■ TASK INPUTS ■
──────

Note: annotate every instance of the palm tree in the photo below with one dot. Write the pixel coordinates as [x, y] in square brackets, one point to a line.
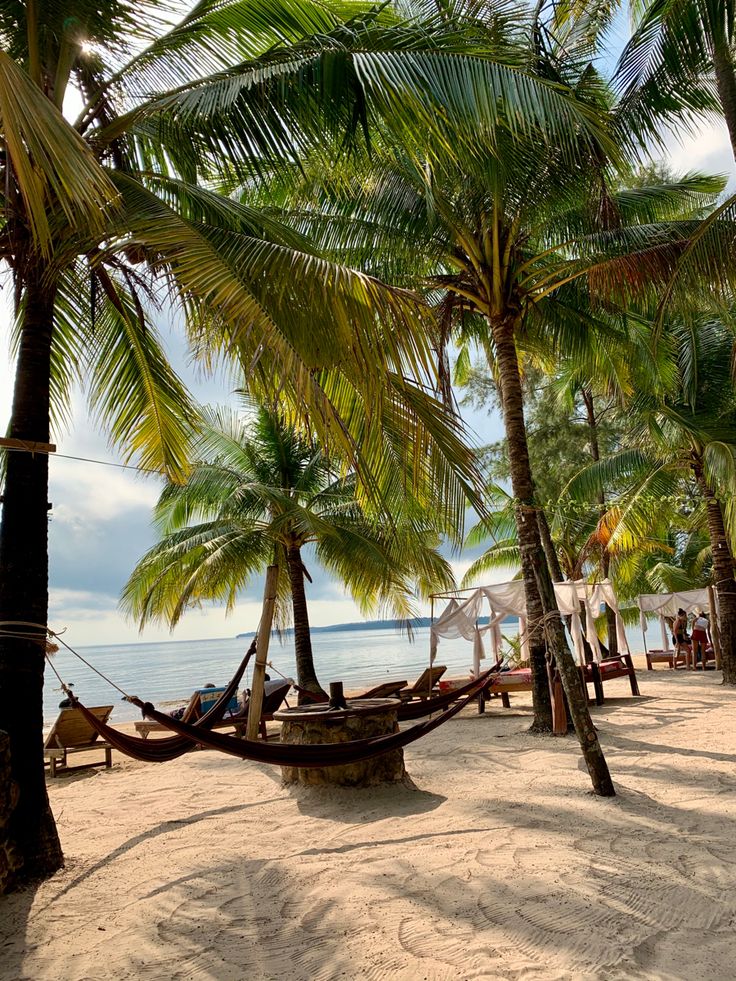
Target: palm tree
[261, 493]
[682, 452]
[676, 49]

──────

■ STATED GOAL ■
Rewrite all of the items above, switching "palm tree" to "coconut palm" wherever it appears and keeping everything else the same. Leave the pictures out.

■ ANSWER IN FULL ■
Note: annotate every instance of the coconut palm in the photo below with one dot. Write the pixel coordinates as [x, y] in square brackets, one point to a line.
Target: coconut palm
[261, 493]
[682, 452]
[676, 49]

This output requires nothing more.